Short exercise A :: Reproduce the stretch of the Kogi State passage from "Among other sportsmen" through "of the state.", word for word.
Short exercise B :: According to the Kogi State passage, which cement factory in the state ranks among the largest in Africa?

Excerpted passage ::
* start *
Mineral resources include coal, limestone, iron, petroleum and tin.  The state is home to the largest iron and steel industry in Nigeria known as Ajaokuta Steel Company Limited and one of the largest cement factories in Africa, the Obajana Cement Factory.

Education
Kogi state is home to the Federal University (Lokoja), Kogi State University Anyigba, Confluence University of Science and Technology Osara, Federal Polytechnic Idah,Kogi State Polytechnic (Lokoja), Federal College of Education (Okene), College of Education (Ankpa), College of Agriculture Kabba, Kogi state college of education, technical (Kabba) and the Private Salem University, Lokoja. There are a college of nursing and midwifery in Anyigba and Obangede, a School of health tech in Idah, and ECWA School of Nursing in Egbe.

Sports
Kogi State has produced sprinters such as Sunday Bada and other sportsmen, who have contributed to the growth of sports worldwide. Kogi United and Babanawa F.C. are football teams based in the state. Other sports, such as swimming, handball, and table tennis are actively promoted in the state. The Kogi state Sports Council had a track record of Directors and a great personnel team Who at one time or another other had worked with the vision of putting the State fully on the world map. Among them are personalities like Mr. Francis Umoru, Mr. Mohammed Emeje, Mr. Benjamin O. Ameje, Mr. A. Ogido, Mr. Joel J. Abu and others.

Among other sportsmen produce by the state is Shola Ameobi, an Ayetoro Gbede born Ijumu, English footballer, currently playing for Bolton Wanderers as a striker, late Sunday Bada 400 Metres Olympic Champion from Ogidi in Ijumu Local Govt. of the state.

Senate
Three Senators have always represented Kogi state since the return of democracy in 1999 at Senate with Kogi East, Kogi West and Kogi Central producing one each.

Notable people
 

Halima Abubakar, Nollywood Actress.
 Segun Adaju, entrepreneur, CEO of Consistent Energy Limited and President, of Renewable Energy Association Nigeria (REAN).
 Pius Adesanmi, a Nigerian-born Canadian professor, writer, literary critic, satirist, and columnist. 
 Smart Adeyemi, Senator representing Kogi West senatorial district.
 Nasir Ajanah, a jurist who served as the Chief Judge of Kogi State.
 S. A. Ajayi, A Nigerian statesman who helped negotiate Nigeria's independence. Former minister of forestry, minister of education,
 Seth Sunday Ajayi, a scientist, scholar, and first African Professor Emeritus of Wildlife Ecology.
* end *
Extracted data ::
* start *
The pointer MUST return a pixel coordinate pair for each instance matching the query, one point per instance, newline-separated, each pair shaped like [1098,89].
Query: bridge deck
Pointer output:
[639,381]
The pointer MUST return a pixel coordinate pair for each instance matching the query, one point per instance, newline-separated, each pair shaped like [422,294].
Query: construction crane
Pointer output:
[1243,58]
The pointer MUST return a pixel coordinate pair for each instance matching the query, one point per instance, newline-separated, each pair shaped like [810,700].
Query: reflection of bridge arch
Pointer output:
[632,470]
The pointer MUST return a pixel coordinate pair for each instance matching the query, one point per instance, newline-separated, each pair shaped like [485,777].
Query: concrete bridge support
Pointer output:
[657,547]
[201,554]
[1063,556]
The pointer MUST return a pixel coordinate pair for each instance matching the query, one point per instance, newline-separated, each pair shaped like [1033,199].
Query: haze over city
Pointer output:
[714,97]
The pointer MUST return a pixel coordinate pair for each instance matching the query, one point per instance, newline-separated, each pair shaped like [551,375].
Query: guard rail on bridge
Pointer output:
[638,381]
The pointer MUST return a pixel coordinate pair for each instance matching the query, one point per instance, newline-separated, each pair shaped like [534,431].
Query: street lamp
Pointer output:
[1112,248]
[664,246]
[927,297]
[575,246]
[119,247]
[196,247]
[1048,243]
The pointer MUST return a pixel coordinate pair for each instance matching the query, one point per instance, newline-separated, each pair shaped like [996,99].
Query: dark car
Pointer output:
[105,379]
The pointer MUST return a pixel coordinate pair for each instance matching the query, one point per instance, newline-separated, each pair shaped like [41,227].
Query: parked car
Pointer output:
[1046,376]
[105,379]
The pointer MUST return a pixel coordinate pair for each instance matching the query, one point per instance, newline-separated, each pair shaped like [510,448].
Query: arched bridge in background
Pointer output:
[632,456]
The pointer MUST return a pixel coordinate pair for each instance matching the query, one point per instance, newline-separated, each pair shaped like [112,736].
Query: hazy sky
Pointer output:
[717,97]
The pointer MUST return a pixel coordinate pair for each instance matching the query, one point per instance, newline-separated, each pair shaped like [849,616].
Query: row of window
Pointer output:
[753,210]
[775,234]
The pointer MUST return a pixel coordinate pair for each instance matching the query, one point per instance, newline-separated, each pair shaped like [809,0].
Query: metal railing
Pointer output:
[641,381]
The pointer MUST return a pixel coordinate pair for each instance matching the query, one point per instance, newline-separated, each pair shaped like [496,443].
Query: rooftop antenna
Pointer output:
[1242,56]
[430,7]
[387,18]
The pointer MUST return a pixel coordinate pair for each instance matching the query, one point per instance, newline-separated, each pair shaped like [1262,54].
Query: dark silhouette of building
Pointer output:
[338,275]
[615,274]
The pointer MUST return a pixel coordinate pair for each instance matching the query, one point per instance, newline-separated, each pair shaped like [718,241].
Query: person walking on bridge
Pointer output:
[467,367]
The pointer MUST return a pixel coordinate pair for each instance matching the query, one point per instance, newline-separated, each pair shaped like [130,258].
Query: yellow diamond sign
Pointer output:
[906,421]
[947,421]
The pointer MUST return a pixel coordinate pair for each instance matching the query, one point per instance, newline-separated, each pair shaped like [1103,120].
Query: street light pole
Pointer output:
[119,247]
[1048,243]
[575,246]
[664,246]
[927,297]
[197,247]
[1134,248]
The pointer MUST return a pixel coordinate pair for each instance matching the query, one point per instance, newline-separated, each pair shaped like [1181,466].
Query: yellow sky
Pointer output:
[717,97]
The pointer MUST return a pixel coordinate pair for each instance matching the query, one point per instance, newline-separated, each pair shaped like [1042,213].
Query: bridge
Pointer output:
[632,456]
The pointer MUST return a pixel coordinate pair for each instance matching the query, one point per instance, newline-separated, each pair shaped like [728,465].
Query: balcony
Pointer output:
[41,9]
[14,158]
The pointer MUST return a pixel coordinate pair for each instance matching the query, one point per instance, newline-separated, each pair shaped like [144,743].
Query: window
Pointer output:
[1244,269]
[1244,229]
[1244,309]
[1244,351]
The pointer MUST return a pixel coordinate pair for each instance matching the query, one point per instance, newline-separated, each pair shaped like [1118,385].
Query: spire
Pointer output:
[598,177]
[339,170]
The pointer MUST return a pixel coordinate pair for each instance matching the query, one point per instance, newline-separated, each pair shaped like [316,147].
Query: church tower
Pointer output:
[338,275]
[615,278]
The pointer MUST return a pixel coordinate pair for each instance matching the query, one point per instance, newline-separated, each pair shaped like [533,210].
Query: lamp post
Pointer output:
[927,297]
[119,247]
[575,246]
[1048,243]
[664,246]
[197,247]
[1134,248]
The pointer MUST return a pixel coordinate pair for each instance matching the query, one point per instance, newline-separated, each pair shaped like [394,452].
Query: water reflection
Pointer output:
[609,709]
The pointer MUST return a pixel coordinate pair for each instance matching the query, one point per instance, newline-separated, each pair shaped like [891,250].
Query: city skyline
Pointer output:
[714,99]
* end *
* start *
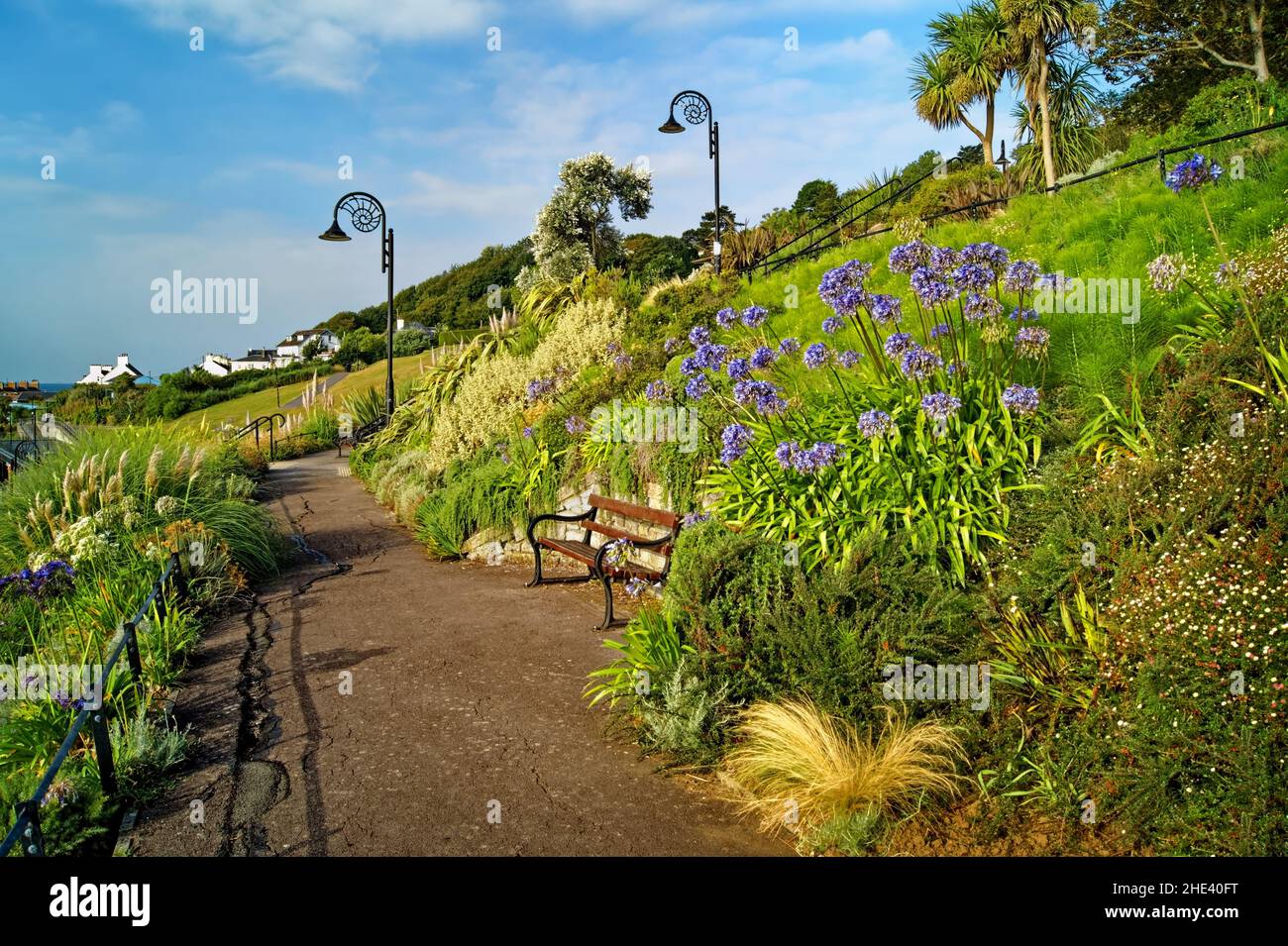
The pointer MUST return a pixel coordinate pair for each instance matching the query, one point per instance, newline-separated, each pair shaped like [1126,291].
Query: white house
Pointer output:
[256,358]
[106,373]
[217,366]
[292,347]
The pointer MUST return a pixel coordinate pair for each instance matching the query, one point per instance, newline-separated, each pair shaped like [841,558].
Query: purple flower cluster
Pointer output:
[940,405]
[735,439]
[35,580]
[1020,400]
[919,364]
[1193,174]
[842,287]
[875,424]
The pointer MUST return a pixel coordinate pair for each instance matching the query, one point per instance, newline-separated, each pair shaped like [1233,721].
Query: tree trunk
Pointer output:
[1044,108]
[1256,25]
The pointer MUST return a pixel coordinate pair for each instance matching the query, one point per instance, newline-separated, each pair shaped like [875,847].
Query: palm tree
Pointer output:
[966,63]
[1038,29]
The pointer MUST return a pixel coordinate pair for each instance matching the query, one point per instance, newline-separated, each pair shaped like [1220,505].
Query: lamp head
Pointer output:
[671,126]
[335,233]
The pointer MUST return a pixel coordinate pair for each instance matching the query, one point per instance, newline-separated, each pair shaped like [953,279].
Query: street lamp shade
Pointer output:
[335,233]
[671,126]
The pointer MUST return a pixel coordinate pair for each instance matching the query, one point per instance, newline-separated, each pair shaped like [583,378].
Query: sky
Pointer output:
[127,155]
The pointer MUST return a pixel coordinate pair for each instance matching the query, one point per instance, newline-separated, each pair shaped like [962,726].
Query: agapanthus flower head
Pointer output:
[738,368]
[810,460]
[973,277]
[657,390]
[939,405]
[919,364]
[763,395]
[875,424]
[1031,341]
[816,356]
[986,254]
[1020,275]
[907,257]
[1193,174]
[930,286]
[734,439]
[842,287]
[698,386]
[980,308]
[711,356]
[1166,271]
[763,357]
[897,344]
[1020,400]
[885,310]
* end *
* start *
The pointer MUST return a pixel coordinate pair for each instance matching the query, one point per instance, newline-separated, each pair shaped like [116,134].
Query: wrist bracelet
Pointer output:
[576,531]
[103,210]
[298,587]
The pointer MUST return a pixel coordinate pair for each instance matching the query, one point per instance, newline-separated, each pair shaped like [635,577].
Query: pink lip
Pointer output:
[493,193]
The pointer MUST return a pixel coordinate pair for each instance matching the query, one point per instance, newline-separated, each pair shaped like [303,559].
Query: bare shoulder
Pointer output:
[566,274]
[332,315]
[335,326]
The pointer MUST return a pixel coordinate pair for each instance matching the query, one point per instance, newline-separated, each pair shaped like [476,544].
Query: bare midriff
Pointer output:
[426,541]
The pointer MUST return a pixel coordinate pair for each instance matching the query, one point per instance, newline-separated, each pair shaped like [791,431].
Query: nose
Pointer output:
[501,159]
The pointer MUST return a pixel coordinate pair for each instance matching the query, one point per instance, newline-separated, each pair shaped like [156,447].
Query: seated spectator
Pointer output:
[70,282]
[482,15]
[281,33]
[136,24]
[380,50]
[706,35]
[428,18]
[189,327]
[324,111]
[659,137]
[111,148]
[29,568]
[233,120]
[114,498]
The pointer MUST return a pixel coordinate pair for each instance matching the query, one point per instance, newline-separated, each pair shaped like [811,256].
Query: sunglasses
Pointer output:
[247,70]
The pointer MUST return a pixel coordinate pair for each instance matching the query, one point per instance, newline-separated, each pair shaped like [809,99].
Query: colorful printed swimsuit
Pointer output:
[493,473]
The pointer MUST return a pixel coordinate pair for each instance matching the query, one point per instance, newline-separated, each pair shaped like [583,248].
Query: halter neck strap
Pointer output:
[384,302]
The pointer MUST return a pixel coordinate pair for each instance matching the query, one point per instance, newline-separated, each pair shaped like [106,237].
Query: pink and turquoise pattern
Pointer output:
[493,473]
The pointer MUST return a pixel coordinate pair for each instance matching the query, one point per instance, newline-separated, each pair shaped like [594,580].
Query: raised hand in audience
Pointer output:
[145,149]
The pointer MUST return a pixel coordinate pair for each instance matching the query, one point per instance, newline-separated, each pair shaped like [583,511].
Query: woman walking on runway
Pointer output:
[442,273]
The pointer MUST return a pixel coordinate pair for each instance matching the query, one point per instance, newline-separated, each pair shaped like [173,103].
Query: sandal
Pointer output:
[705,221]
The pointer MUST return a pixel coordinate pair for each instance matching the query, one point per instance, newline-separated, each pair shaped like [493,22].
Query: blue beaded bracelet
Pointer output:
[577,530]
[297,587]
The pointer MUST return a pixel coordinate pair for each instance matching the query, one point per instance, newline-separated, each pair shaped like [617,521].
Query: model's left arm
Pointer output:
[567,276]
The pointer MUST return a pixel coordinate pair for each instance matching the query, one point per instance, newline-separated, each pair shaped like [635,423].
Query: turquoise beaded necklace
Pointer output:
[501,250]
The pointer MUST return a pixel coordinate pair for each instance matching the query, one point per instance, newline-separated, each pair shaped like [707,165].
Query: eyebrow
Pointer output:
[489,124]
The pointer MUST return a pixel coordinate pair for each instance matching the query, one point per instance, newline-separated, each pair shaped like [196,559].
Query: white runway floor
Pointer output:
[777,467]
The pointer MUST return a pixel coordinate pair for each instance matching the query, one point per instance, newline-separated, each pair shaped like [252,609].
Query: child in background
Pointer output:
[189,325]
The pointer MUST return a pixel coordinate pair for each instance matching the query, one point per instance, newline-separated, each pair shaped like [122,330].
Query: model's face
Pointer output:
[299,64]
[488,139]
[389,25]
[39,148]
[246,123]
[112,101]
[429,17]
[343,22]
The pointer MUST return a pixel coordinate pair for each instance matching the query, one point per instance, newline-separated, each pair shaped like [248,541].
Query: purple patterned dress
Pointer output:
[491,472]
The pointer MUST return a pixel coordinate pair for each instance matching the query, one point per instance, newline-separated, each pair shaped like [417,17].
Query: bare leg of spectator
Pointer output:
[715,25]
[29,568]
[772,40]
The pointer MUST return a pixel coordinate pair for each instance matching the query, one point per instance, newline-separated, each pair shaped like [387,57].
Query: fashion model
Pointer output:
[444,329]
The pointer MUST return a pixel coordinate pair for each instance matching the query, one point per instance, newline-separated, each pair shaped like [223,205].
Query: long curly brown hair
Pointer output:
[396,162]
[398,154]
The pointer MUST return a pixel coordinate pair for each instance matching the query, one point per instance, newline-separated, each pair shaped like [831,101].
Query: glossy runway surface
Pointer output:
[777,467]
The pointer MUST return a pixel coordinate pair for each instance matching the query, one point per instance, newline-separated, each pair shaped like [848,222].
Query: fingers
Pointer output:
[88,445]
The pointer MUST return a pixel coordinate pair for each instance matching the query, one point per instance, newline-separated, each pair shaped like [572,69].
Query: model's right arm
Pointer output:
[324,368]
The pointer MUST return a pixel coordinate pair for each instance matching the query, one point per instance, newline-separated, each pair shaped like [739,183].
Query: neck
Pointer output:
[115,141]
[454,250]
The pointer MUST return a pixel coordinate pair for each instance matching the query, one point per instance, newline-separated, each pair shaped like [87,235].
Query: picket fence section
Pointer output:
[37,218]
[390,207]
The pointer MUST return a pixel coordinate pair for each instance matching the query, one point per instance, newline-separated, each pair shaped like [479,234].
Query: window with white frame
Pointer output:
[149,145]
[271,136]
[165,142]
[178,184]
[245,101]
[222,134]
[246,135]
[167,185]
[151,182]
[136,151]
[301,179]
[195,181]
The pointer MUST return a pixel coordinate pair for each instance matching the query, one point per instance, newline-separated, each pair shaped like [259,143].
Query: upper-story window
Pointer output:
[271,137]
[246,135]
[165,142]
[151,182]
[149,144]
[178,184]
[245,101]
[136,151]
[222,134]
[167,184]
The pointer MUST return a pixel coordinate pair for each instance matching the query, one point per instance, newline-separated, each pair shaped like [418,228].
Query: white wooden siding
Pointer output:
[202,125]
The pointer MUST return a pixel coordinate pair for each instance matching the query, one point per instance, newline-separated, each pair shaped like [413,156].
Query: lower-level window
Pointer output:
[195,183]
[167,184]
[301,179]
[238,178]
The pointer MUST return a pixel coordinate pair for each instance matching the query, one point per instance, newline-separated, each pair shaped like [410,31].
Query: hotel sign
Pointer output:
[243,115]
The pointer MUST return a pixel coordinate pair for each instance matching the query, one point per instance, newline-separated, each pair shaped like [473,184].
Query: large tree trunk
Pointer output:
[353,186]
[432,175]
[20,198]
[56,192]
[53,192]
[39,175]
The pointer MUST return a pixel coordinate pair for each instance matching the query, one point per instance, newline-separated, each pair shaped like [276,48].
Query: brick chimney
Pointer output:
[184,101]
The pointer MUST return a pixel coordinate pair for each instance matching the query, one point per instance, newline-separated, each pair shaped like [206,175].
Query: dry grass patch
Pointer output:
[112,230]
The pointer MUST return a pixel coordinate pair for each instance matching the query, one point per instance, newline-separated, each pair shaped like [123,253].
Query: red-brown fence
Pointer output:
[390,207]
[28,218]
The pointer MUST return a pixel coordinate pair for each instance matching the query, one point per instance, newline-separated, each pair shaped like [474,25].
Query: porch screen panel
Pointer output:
* end *
Expected answer A ::
Among other sportsmen produce by the state is Shola Ameobi, an Ayetoro Gbede born Ijumu, English footballer, currently playing for Bolton Wanderers as a striker, late Sunday Bada 400 Metres Olympic Champion from Ogidi in Ijumu Local Govt. of the state.

Expected answer B :: The Obajana Cement Factory.